── Material provided ──
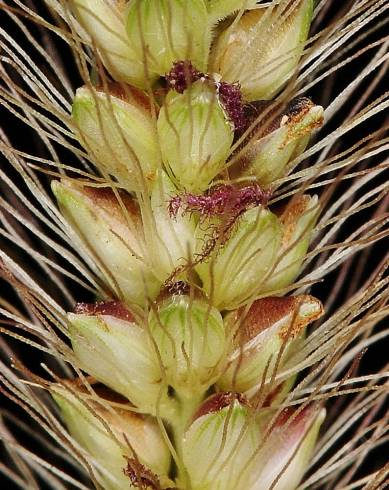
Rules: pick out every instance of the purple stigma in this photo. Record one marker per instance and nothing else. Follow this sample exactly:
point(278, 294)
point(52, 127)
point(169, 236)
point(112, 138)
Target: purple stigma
point(182, 75)
point(222, 200)
point(231, 98)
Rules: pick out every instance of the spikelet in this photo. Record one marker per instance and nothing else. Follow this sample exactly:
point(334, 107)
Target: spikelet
point(196, 198)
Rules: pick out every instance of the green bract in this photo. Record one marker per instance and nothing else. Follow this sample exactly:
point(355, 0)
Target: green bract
point(104, 23)
point(109, 442)
point(191, 340)
point(118, 131)
point(161, 32)
point(236, 269)
point(263, 48)
point(113, 237)
point(195, 136)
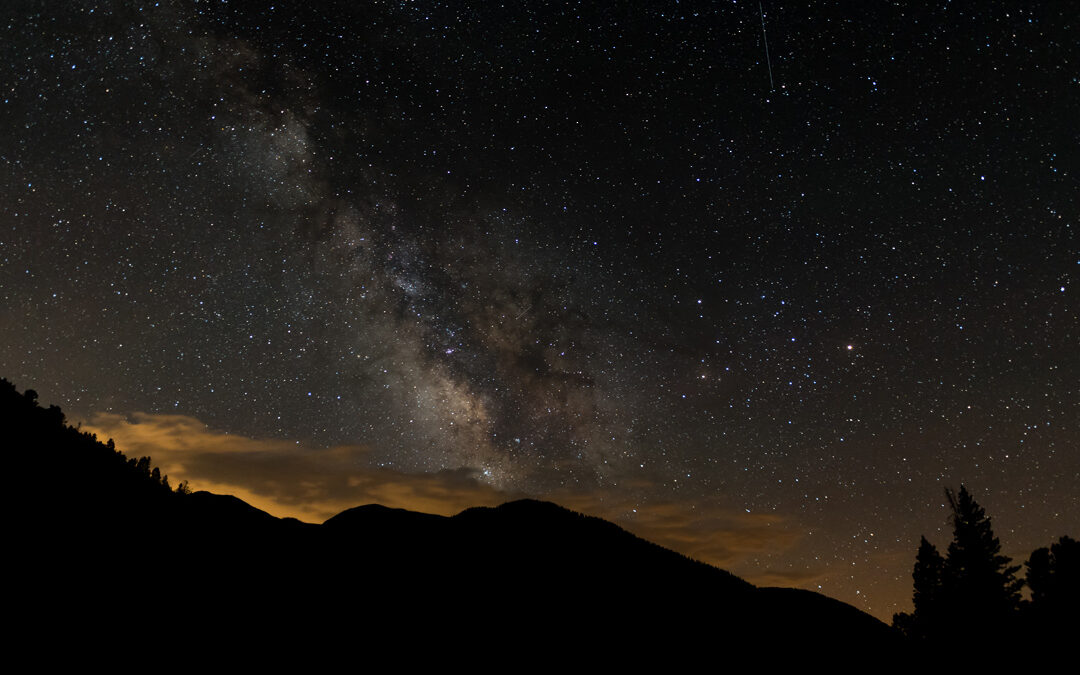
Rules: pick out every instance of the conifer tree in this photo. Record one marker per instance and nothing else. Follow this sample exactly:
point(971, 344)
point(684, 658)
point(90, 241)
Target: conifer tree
point(979, 585)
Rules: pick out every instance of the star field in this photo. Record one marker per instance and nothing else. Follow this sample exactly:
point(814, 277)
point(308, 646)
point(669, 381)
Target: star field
point(576, 251)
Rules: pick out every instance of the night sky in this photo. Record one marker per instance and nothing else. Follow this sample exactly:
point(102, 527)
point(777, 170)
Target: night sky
point(756, 295)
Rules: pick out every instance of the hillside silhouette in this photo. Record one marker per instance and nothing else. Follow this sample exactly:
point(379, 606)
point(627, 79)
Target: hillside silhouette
point(97, 531)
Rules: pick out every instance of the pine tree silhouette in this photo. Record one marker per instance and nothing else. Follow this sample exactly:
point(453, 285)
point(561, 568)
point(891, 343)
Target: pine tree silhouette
point(980, 589)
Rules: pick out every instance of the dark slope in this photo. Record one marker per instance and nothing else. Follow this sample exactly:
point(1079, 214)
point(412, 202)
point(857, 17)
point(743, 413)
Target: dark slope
point(97, 530)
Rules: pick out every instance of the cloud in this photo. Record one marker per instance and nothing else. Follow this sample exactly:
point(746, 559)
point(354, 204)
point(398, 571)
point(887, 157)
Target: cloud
point(282, 477)
point(289, 478)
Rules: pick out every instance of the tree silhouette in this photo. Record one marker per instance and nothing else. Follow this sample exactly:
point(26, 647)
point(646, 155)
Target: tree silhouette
point(980, 586)
point(973, 592)
point(1053, 576)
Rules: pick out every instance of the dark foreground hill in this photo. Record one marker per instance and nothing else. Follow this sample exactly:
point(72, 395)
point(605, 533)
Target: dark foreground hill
point(103, 548)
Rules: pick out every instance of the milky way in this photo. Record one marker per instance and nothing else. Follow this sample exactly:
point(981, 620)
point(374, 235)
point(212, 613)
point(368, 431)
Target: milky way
point(582, 252)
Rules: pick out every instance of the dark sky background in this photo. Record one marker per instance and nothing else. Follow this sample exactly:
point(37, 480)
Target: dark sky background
point(319, 254)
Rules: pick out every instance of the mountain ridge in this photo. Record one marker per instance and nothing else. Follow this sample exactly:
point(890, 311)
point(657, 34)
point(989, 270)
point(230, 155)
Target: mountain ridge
point(523, 574)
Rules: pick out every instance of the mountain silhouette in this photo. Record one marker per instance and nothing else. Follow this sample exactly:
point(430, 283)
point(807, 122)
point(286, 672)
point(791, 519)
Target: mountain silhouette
point(98, 531)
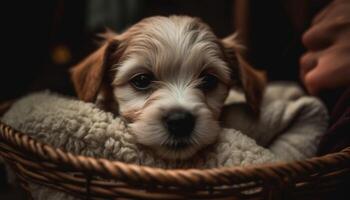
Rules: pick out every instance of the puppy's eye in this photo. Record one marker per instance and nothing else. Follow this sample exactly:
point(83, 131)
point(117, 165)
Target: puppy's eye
point(209, 82)
point(142, 81)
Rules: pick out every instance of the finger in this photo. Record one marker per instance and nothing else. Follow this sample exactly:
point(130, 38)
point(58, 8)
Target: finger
point(335, 10)
point(331, 72)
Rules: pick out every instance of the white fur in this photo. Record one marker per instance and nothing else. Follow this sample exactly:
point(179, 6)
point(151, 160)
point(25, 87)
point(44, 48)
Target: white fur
point(176, 50)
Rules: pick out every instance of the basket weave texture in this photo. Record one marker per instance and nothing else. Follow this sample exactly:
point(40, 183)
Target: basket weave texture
point(89, 178)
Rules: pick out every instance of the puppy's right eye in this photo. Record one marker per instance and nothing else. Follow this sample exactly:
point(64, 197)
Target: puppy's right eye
point(142, 81)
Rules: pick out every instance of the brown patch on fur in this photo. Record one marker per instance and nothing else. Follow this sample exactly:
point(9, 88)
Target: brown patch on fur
point(88, 75)
point(252, 81)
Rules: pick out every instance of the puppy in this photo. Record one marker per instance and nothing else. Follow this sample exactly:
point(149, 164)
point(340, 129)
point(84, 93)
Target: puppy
point(168, 77)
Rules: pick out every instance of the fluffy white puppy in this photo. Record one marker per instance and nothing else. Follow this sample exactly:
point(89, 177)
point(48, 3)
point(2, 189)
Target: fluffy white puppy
point(168, 77)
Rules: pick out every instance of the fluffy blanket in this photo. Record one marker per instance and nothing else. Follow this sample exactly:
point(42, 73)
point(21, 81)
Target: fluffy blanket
point(289, 127)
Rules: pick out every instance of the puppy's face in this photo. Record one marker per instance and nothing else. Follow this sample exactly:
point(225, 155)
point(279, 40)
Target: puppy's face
point(169, 78)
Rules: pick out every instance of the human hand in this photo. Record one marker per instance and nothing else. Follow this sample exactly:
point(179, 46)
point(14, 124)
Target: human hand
point(326, 64)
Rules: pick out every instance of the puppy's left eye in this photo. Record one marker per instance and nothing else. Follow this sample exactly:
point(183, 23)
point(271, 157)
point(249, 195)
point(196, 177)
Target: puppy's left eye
point(142, 81)
point(209, 82)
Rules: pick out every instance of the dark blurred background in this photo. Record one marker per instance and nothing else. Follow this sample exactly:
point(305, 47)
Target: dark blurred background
point(43, 39)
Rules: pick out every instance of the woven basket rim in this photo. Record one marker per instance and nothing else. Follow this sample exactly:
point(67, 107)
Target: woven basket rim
point(122, 170)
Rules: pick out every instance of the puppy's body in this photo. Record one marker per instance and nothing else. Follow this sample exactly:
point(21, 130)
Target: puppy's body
point(169, 77)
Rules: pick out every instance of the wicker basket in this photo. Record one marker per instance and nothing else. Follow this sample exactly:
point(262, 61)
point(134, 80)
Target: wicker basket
point(86, 177)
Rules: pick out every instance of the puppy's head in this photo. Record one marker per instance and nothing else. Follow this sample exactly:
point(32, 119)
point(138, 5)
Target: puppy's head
point(169, 77)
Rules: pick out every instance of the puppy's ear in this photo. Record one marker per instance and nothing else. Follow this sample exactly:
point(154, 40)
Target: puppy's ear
point(252, 81)
point(88, 75)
───
◆ **The task**: Can you update all of the records above by putting "dot" wherever "marker" appears and leaving everything else as it is? Leave the pictures out of your answer.

◆ **Correct output**:
Rules: pick out every instance of the purple stigma in this photo. Record one dot per instance and nothing else. Follow this sample exactly:
point(278, 294)
point(52, 127)
point(169, 236)
point(112, 138)
Target: purple stigma
point(182, 75)
point(222, 200)
point(231, 98)
Rules: pick out every instance of the spikelet in this photo. Record one dot per instance and nothing else. Follow this sample exactly:
point(334, 107)
Target: spikelet
point(196, 198)
Rules: pick out every instance of the green bract in this photo. Record one dot per instance and nothing else. Follow this sample exactly:
point(355, 0)
Target: green bract
point(104, 23)
point(109, 442)
point(191, 340)
point(118, 131)
point(161, 32)
point(236, 269)
point(263, 48)
point(113, 237)
point(195, 136)
Rules: pick out every instance of the conifer tree in this photo. Record one dot per instance and nothing else. Follow this sample exactly:
point(971, 344)
point(684, 658)
point(90, 241)
Target: conifer tree
point(979, 585)
Rules: pick out every instance of the star field in this photo. Record one dot per instance and nothing else. Follow this sample exactly:
point(814, 277)
point(308, 646)
point(669, 381)
Target: star field
point(576, 251)
Rules: pick out every instance of the night sky in this photo. Record one dot per instance and nothing else. Follow this sample exactly:
point(102, 527)
point(777, 170)
Target: night sky
point(756, 295)
Rules: pick out every instance of the hillside silhouette in this photo. Record one dot per instance and nothing else. Follow this sample exactly:
point(379, 606)
point(627, 79)
Target: hillside silhouette
point(97, 531)
Rules: pick out every instance of the pine tree silhouette in this photo. Record one dot per instance and nothing else. Follow this sample exactly:
point(453, 285)
point(561, 568)
point(891, 343)
Target: pine tree silhouette
point(980, 589)
Rules: pick out every instance of the dark slope in this photo. Record one dot per instance and nothing else. Follow this sample exactly:
point(1079, 214)
point(412, 202)
point(857, 17)
point(743, 413)
Target: dark slope
point(97, 530)
Rules: pick out every instance of the cloud in this photo. Record one dot per instance and nothing else. Follow this sample exactly:
point(746, 559)
point(354, 204)
point(398, 571)
point(887, 157)
Target: cloud
point(282, 477)
point(289, 478)
Rules: pick out every instance of the tree silhouette in this photo. Record one dot per instance and nothing else. Follow this sample exactly:
point(26, 647)
point(646, 155)
Target: tree silhouette
point(980, 586)
point(973, 592)
point(1053, 576)
Rules: pick out every instance of the dark foreground hill in this photo. Record one dot per instance and nothing else. Follow this sample exactly:
point(72, 395)
point(605, 533)
Target: dark foreground hill
point(103, 548)
Rules: pick out every instance of the milky way in this photo. Record one dot per instance and nothing else. Follow this sample exactly:
point(981, 620)
point(374, 235)
point(212, 613)
point(368, 431)
Target: milky way
point(582, 252)
Rules: pick out every instance of the dark sky background in this photo. Record one dot per instance and nothing else. Follow this sample exactly:
point(37, 480)
Target: dark sky background
point(319, 254)
Rules: pick out every instance of the mountain ridge in this photo. Record one dot per instance and nothing else. Follow this sample exactly:
point(890, 311)
point(657, 34)
point(989, 270)
point(230, 155)
Target: mountain ridge
point(523, 574)
Rules: pick out every instance of the mountain silhouette in this photo. Record one dot per instance and nothing else. Follow this sample exactly:
point(430, 283)
point(807, 122)
point(286, 672)
point(791, 519)
Target: mountain silhouette
point(98, 531)
Rules: pick out every instance of the puppy's eye in this photo. Record one dot per instance and nothing else. Follow this sample exactly:
point(83, 131)
point(117, 165)
Target: puppy's eye
point(209, 82)
point(142, 81)
Rules: pick out every instance of the finger in this photo. Record one dot per instance and nothing else. Follow this sample exactly:
point(130, 38)
point(58, 8)
Target: finger
point(335, 10)
point(331, 72)
Rules: pick out every instance of the white fur in this photo. Record one dot per instance and nothing else. Follow this sample exactly:
point(179, 6)
point(151, 160)
point(25, 87)
point(44, 48)
Target: white fur
point(176, 50)
Rules: pick out every instance of the basket weave texture in this photo. Record one dot per instance and nothing else. Follow this sample exactly:
point(40, 183)
Target: basket weave texture
point(89, 178)
Rules: pick out every instance of the puppy's right eye in this photo. Record one dot per instance and nothing else. Follow this sample exactly:
point(64, 197)
Target: puppy's right eye
point(142, 81)
Rules: pick out every instance of the brown patch on fur in this photo. Record one dot per instance and nothing else. Follow this sample exactly:
point(9, 88)
Target: brown patch on fur
point(88, 75)
point(252, 81)
Rules: pick out every instance of the puppy in this photo. Record one dot per instance and nothing else. Follow this sample exactly:
point(149, 164)
point(340, 129)
point(84, 93)
Target: puppy
point(168, 77)
Rules: pick out every instance of the fluffy white puppy in this photo. Record one dot per instance and nothing else. Follow this sample exactly:
point(89, 177)
point(48, 3)
point(2, 189)
Target: fluffy white puppy
point(168, 77)
Rules: pick out every instance of the fluffy blanket in this photo. Record one dot per instance and nothing else. Follow this sample exactly:
point(42, 73)
point(21, 81)
Target: fluffy blanket
point(289, 127)
Rules: pick out every instance of the puppy's face in this photo. Record one dot per instance and nothing else. Follow this sample exactly:
point(225, 155)
point(279, 40)
Target: puppy's face
point(169, 78)
Rules: pick out every instance of the human hand in this photo. Record one dot per instance and nothing else. Follow this sample exactly:
point(179, 46)
point(14, 124)
Target: human hand
point(326, 64)
Rules: pick out every instance of the puppy's left eye in this photo. Record one dot per instance and nothing else. Follow this sample exactly:
point(183, 23)
point(271, 157)
point(249, 195)
point(196, 177)
Target: puppy's left eye
point(142, 81)
point(209, 82)
Rules: pick out every instance of the dark blurred background in this photo. Record one dot per instance and nothing else. Follow this sample exactly:
point(305, 47)
Target: dark blurred background
point(43, 39)
Rules: pick out every instance of the woven basket rim in this photo. Record one dot per instance and nothing else. Follow this sample exactly:
point(67, 107)
Target: woven basket rim
point(122, 170)
Rules: pick out every instance of the puppy's body in this photo. Record one dot per instance and nothing else. Follow this sample exactly:
point(21, 130)
Target: puppy's body
point(169, 77)
Rules: pick out every instance of the wicker basket in this photo. Record one dot per instance and nothing else. Follow this sample exactly:
point(262, 61)
point(134, 80)
Target: wicker basket
point(86, 177)
Rules: pick out every instance of the puppy's head in this photo. Record one dot per instance and nothing else. Follow this sample exactly:
point(32, 119)
point(138, 5)
Target: puppy's head
point(169, 77)
Rules: pick out every instance of the puppy's ear in this photo. Record one dot per instance and nothing else. Follow this sample exactly:
point(154, 40)
Target: puppy's ear
point(252, 81)
point(88, 75)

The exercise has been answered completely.